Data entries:
■ ■ ■
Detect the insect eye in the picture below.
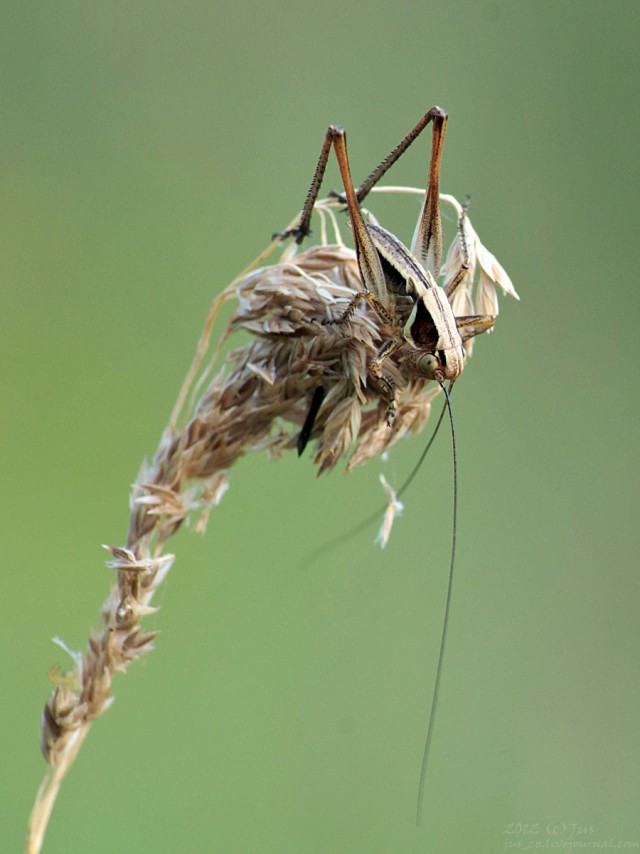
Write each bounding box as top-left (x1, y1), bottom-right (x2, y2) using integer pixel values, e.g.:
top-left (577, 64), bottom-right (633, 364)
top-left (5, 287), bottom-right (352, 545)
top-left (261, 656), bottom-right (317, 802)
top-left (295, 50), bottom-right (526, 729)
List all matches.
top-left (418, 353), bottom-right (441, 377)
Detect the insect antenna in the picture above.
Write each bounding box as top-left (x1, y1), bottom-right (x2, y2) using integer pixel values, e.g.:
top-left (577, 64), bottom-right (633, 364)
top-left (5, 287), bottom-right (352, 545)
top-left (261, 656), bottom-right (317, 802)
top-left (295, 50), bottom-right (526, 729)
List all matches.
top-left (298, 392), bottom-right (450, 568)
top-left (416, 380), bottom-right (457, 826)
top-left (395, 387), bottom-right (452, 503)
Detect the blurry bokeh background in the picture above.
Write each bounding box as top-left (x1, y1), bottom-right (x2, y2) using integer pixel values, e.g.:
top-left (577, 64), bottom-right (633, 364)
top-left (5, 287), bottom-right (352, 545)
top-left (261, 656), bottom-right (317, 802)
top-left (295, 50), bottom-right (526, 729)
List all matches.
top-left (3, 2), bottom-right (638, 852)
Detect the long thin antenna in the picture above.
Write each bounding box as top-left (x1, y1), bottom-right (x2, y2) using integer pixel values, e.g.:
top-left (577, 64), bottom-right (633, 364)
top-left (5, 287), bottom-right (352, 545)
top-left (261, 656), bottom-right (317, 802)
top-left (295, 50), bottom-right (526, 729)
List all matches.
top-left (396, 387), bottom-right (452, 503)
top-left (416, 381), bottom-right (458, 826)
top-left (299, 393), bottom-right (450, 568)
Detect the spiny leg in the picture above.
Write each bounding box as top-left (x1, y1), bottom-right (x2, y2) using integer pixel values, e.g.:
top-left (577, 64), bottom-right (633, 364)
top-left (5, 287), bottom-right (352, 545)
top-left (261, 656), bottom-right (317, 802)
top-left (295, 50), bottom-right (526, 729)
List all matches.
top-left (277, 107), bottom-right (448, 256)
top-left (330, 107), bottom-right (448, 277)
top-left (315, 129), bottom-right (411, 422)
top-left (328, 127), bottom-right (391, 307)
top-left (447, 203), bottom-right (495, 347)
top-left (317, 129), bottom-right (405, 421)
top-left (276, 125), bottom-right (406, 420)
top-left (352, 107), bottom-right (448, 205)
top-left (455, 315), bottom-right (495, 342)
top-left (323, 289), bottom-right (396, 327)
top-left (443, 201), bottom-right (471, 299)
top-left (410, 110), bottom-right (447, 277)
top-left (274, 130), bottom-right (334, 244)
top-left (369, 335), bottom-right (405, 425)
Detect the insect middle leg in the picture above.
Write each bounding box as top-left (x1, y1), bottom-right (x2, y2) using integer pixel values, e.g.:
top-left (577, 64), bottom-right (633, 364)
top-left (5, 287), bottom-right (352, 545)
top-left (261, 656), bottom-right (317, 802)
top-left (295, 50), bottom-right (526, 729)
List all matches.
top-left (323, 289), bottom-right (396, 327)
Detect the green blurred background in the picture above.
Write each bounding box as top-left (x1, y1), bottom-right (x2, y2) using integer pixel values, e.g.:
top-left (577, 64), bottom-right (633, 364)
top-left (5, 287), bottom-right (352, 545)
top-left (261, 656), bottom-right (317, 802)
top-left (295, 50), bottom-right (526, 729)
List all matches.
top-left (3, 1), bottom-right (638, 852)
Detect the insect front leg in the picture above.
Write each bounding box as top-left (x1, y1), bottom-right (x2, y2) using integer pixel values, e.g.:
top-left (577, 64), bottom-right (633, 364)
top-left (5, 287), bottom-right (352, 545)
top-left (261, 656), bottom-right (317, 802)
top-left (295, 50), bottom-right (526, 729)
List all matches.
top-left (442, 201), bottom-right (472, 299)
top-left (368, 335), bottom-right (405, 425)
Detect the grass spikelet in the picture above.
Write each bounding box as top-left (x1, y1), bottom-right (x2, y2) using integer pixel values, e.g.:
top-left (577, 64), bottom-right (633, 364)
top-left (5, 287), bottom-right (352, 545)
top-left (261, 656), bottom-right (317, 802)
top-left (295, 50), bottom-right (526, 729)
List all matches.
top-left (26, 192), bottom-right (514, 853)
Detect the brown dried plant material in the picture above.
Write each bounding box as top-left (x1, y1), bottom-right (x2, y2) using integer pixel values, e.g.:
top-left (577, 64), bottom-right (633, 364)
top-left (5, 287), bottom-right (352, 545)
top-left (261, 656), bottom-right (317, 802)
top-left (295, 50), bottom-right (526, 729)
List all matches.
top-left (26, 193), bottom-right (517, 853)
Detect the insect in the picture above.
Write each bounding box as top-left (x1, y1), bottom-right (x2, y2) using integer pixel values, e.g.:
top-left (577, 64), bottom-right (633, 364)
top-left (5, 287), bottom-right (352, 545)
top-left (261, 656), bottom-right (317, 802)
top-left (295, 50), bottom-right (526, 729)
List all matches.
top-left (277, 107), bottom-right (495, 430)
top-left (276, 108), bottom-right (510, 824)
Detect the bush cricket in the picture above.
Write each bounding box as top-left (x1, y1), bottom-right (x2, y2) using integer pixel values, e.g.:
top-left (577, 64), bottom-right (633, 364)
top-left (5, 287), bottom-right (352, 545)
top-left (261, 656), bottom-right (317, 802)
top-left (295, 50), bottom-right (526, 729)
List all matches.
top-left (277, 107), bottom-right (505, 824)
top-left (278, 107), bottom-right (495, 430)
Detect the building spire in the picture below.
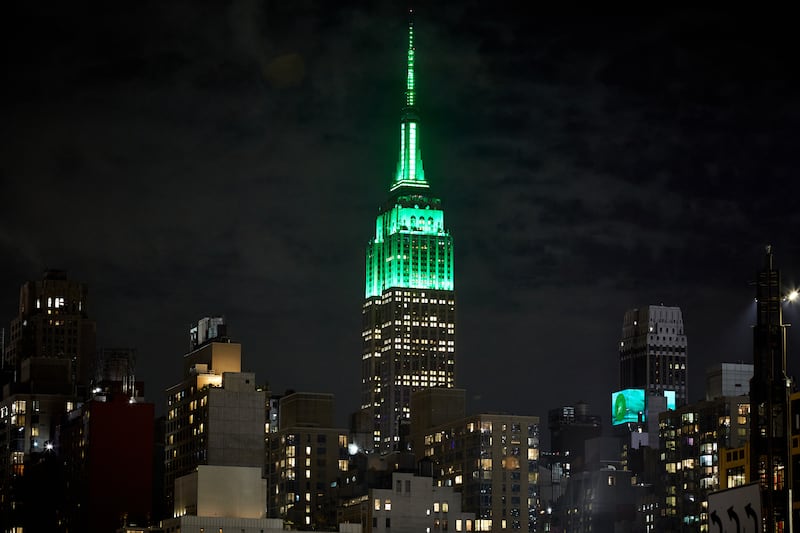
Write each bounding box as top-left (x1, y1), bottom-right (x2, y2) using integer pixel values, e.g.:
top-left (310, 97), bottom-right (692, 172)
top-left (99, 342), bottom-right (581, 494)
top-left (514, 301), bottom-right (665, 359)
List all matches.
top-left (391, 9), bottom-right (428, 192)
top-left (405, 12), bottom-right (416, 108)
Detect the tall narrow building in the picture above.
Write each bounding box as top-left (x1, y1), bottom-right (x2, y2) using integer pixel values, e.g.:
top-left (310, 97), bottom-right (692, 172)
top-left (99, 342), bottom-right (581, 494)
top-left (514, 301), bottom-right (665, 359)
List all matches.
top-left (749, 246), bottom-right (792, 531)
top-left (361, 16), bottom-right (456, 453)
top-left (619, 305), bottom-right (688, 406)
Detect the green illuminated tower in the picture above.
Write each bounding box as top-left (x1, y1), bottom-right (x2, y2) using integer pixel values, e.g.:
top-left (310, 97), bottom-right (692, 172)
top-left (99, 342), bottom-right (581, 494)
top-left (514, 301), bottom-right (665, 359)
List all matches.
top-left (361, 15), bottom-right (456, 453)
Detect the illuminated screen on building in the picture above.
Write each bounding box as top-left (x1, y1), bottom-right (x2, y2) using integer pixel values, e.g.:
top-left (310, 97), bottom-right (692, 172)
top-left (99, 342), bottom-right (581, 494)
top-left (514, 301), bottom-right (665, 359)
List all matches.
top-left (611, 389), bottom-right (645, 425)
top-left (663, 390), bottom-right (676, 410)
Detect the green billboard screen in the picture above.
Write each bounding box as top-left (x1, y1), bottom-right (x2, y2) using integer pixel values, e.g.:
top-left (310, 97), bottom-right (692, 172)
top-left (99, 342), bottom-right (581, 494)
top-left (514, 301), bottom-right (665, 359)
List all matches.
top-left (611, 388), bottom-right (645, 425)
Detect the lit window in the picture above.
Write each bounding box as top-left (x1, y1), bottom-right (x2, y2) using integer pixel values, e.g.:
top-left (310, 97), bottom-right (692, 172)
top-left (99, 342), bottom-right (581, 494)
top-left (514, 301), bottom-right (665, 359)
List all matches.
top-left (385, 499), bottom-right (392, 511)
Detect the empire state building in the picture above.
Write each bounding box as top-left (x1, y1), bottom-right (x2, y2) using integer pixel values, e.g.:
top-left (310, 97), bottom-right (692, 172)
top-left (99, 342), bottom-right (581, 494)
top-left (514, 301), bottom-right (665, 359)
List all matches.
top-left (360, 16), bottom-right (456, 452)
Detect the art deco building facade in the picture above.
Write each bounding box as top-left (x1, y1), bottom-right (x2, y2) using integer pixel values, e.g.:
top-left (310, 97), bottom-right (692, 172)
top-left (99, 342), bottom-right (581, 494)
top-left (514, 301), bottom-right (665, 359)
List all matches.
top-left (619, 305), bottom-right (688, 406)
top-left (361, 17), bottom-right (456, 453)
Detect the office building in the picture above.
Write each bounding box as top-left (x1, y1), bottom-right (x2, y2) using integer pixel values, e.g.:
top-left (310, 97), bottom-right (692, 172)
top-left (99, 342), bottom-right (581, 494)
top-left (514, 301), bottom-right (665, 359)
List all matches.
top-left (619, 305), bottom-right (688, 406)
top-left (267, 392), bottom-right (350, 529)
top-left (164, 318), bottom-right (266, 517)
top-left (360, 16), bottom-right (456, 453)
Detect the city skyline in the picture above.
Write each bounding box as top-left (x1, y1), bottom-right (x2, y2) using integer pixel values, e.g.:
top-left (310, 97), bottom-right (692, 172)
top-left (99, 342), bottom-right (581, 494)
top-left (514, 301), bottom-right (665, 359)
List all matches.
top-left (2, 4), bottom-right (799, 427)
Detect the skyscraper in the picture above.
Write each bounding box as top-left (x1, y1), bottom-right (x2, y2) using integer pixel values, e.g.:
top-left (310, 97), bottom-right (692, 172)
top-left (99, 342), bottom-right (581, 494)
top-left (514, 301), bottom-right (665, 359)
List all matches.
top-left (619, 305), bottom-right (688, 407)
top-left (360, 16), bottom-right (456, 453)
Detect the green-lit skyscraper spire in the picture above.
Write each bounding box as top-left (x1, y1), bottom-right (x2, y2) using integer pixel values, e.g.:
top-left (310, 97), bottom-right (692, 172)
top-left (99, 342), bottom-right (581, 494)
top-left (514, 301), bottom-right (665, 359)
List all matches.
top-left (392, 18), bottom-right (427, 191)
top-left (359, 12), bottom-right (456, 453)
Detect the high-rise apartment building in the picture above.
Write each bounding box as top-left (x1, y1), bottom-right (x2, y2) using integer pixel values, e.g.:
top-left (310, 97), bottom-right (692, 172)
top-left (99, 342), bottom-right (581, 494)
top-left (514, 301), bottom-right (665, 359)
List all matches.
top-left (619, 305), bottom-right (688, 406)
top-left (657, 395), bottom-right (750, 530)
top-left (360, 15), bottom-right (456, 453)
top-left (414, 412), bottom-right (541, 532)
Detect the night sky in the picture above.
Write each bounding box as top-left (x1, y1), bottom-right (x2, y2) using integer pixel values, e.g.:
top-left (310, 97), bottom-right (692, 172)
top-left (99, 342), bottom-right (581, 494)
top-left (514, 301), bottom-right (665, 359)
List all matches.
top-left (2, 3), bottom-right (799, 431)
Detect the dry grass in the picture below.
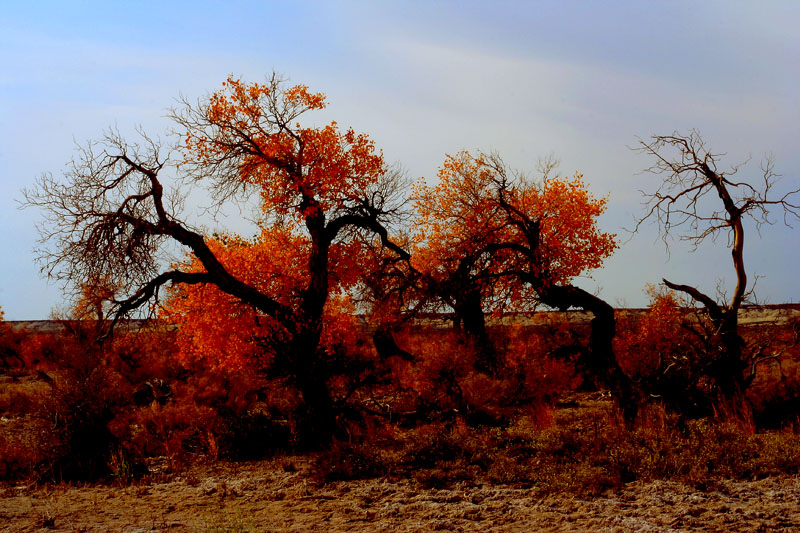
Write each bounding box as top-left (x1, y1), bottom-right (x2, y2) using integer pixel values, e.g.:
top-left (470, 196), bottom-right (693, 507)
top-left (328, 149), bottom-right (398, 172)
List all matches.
■ ■ ■
(Problem description): All lines carrying the word "below" must be copied from the data above.

(The answer):
Detect the insect eye in the picture below.
Detect the building spire in the picture below.
Detect the dry grass in the picture below.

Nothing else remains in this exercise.